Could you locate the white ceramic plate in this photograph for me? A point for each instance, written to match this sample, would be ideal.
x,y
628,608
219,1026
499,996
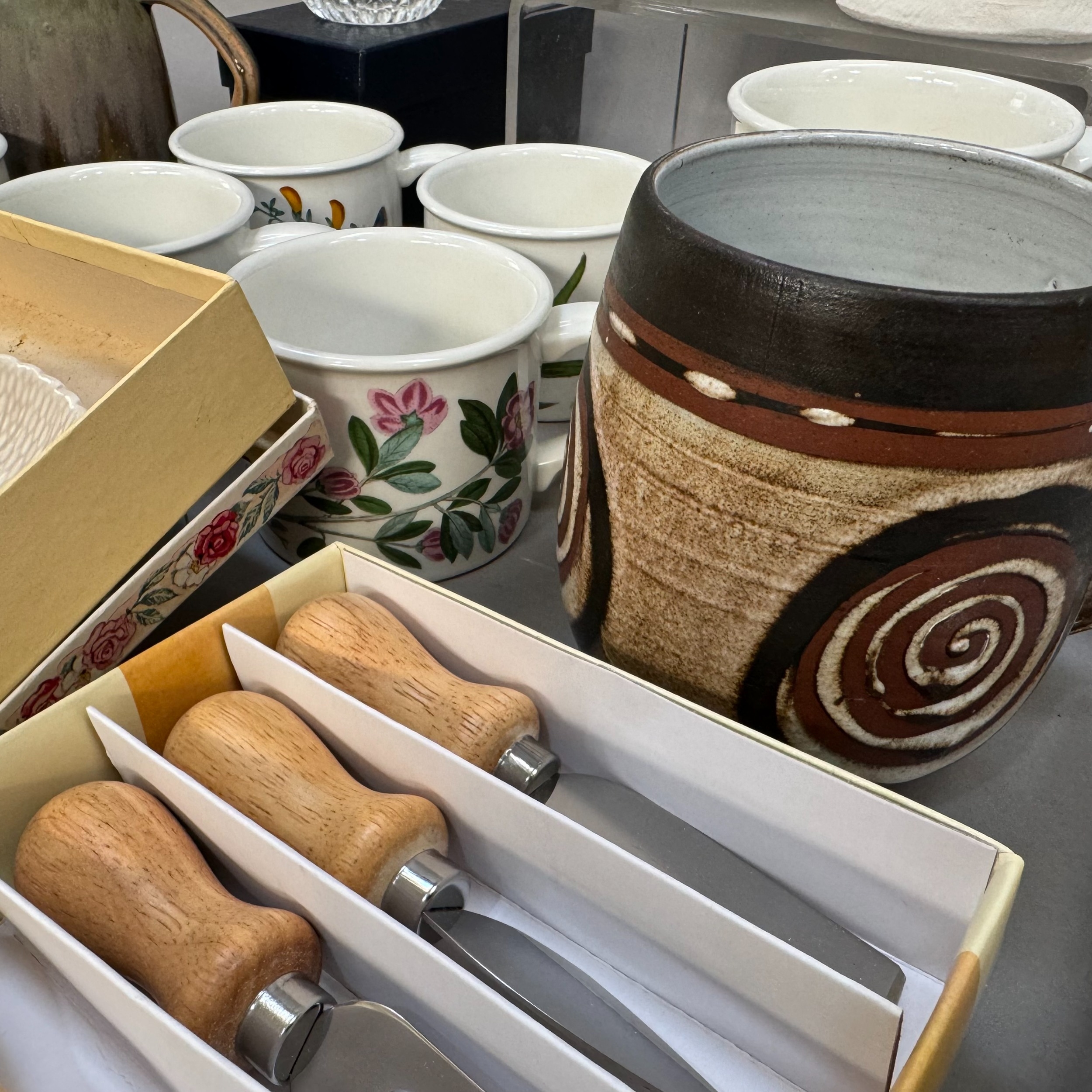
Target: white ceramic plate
x,y
35,409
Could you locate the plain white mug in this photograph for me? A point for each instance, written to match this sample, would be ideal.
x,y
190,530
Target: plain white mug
x,y
919,100
423,351
190,213
562,206
313,162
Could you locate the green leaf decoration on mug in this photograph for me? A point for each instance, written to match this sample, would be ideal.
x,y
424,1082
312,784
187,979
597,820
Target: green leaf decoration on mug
x,y
447,527
565,293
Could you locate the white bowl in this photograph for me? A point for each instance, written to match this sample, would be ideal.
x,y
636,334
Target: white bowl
x,y
919,100
35,409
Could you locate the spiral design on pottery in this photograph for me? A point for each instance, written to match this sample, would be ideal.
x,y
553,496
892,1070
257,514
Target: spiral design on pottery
x,y
934,653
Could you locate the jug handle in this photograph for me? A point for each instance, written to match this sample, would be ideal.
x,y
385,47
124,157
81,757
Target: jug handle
x,y
230,44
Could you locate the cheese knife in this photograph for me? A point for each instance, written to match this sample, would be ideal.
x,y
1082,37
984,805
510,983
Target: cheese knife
x,y
359,647
263,759
113,866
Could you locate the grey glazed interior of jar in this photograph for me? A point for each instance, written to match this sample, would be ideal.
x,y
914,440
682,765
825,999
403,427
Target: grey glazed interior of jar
x,y
889,210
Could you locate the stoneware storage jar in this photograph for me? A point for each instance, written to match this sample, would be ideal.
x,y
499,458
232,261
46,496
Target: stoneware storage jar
x,y
830,471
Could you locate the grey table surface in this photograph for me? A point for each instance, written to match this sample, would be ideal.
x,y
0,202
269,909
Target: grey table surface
x,y
1029,788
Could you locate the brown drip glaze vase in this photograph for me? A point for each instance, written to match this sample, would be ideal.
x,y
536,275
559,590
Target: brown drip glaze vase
x,y
830,471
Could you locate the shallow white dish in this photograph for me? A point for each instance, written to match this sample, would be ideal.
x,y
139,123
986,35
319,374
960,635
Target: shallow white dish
x,y
1050,22
35,409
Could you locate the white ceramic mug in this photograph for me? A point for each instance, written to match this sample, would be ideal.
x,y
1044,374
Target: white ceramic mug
x,y
562,206
189,213
920,100
327,163
423,351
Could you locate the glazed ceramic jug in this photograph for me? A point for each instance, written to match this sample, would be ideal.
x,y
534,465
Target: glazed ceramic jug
x,y
86,82
830,471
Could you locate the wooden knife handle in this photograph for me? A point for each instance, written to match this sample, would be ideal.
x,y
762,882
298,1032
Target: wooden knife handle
x,y
361,648
259,756
113,866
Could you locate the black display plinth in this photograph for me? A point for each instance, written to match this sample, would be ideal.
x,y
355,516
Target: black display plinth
x,y
442,78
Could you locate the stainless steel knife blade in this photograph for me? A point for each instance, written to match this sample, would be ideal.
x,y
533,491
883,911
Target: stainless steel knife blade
x,y
562,999
667,842
366,1047
295,1034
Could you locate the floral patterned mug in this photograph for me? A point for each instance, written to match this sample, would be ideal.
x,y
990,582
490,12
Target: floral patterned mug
x,y
424,351
562,206
313,162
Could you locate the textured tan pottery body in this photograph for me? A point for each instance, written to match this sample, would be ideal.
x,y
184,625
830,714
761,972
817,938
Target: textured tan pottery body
x,y
877,582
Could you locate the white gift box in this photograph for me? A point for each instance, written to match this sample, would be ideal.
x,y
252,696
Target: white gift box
x,y
743,1008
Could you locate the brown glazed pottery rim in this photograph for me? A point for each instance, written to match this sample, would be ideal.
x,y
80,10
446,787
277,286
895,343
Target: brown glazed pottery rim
x,y
905,348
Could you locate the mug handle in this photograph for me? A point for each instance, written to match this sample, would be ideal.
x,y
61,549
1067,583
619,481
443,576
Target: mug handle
x,y
263,238
230,44
1079,158
414,162
564,335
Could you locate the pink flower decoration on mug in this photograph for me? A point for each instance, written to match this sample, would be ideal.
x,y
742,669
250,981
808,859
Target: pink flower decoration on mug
x,y
303,461
338,482
431,545
416,397
519,418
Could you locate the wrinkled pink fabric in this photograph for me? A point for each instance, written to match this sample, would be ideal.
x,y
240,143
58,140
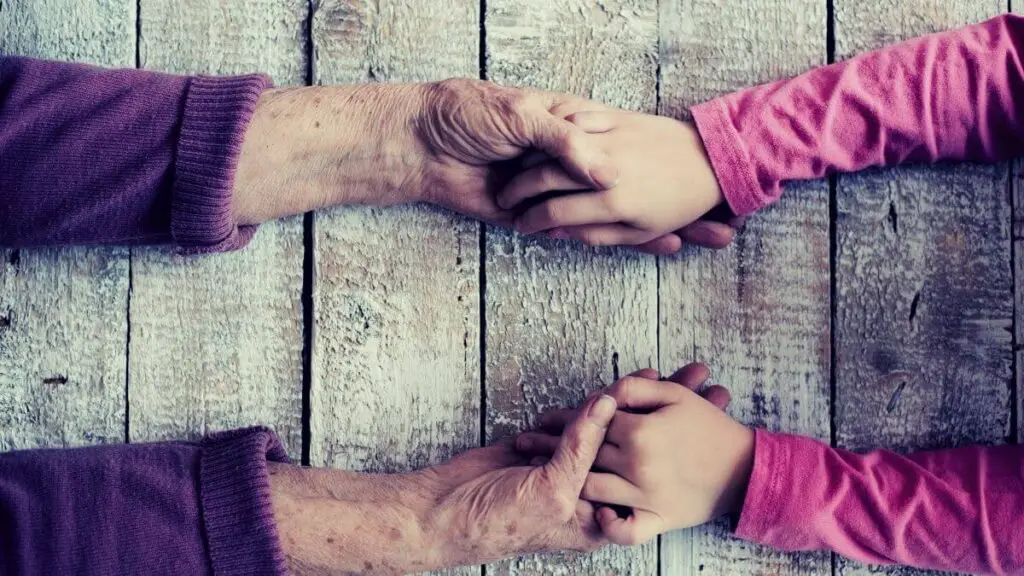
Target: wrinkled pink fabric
***
### Your objective
Your task is to retype all the entries exactly and leave out any pictures.

### Solution to the problem
Could you locate the white ceramic plate in this photograph for me? A point for each instance, written to match this sample, would be ideal.
x,y
628,608
219,1026
499,996
Target: white ceramic plate
x,y
35,409
Could you locate the plain white mug in this photograph for me? A point for each instance, written to match this sample, would be ideal.
x,y
190,530
Target: plain white mug
x,y
919,100
423,351
190,213
562,206
313,162
Could you locate the green leaf decoration on mug in this photograph for me? A point for each instance, written to match this sample, would be ideal.
x,y
424,1082
312,784
187,979
597,820
Target: green leaf decoration on mug
x,y
447,527
565,293
Could you locate the white bowl in this photograph for me? A point for each instance, written to match this sample, would be ideal.
x,y
636,334
Target: white bowl
x,y
919,100
35,409
Could you locate the spiral design on pottery in this photograph for me? A point for each instance, written to match this sample, would be ideal.
x,y
553,496
892,1070
257,514
Target: spiral design on pottery
x,y
934,653
Could you locate the jug handle in this photograph for me? A point for each instance, written to match this sample, would be ideal.
x,y
385,47
124,157
81,757
Target: jug handle
x,y
230,44
Could you locate the cheese knife in this photograph for me? A point for each instance, written to match this sample, would be ideal.
x,y
1082,37
984,805
510,983
Target: cheese knife
x,y
359,647
263,759
113,866
Could you locate the grey glazed interior of jar in this photograph for me? A point for each instance, written to match this sample, would be ideal.
x,y
914,440
682,765
825,999
403,427
Target: grey glazed interior of jar
x,y
889,210
Could you locate the stoneware storage jar in this photograph for me? A point for each instance, written to match this sample, would be ideal.
x,y
499,458
232,261
46,496
Target: stoneware storage jar
x,y
830,471
Could you locate the grey table surface in this photograph for me? A point for each instance, written to match this sample, would be ideal.
x,y
0,202
269,909
Target: grey table surface
x,y
1029,788
Could you locate the brown drip glaze vase in this photograph for me? A point for each instance, written to match this sample, would be ideal.
x,y
536,275
559,590
Target: brown drip glaze vase
x,y
830,471
Could you locate the shallow white dish in this photograph for me? A point for each instance, written to match this sample, would be ideal.
x,y
139,123
986,35
319,374
960,635
Target: shallow white dish
x,y
1050,22
35,409
Could you locate the white ceramic mug in this photograph for me? A point for each instance, written to match this sample, would be ideal.
x,y
1044,374
Target: white ceramic mug
x,y
562,206
189,213
920,100
327,163
423,351
Could you locate the glazed ceramic jug in this photograph for me? A point for each instance, written to match this sample, would be ideal.
x,y
534,465
Target: glazed ceramic jug
x,y
86,82
830,471
Could you locate the wooden knife handle in this photograph for me? A point for each instance, written to match this sample, would be ideal.
x,y
762,882
298,1032
Target: wooden knife handle
x,y
361,648
259,756
113,866
Could you locate the black display plinth in this photograph for me? A point for each instance, written to match this sample, would be ideal.
x,y
355,516
Target: black display plinth
x,y
442,78
Could you locate the stainless steel knife blade in this photograph for me? A point for each instance, written to match this sample, would be ideal.
x,y
533,491
883,911
Target: stainless steel knife blade
x,y
562,999
667,842
366,1047
295,1034
Could you locate the floral patterned mug in this photograph for me? A point for each instance, written to match this sample, would be ideal.
x,y
990,582
490,12
Target: floral patterned mug
x,y
424,351
562,206
313,162
Could you locate the textured tan pottery body in this photograph for me? A point for each instance, written to match this sample, would be ideal.
x,y
184,625
830,714
761,972
817,938
Target: textured tan pottery body
x,y
877,582
Could you locate the white gift box in this photograph for me? A point for each instance, written to match this sample, would be ideal.
x,y
252,696
Target: white gift box
x,y
743,1008
Could you locate the brown glazed pottery rim in this photograph for me? A point for each instance, written to match this sample, would be ideal.
x,y
80,10
446,787
277,286
895,343
Target: brown glazed pottery rim
x,y
905,348
Could you locate the mug handle in this photograph for me? A point for each instance, written to match this sample, would be ideal.
x,y
61,549
1067,583
619,481
443,576
Target: mug handle
x,y
263,238
230,44
1079,158
414,162
564,335
Could you locate the pink flower decoration on mug in this photograph for me? A point for each instance, written to match this sample, would be ideal.
x,y
742,669
250,981
808,859
Target: pink flower decoration on mug
x,y
303,461
338,482
431,545
416,397
519,418
Could you locate the wrinkled pink fabric in this photograph for me? A point for each instance, written to match this sample, would be ideal.
x,y
240,143
58,140
Target: wrinkled pink fabric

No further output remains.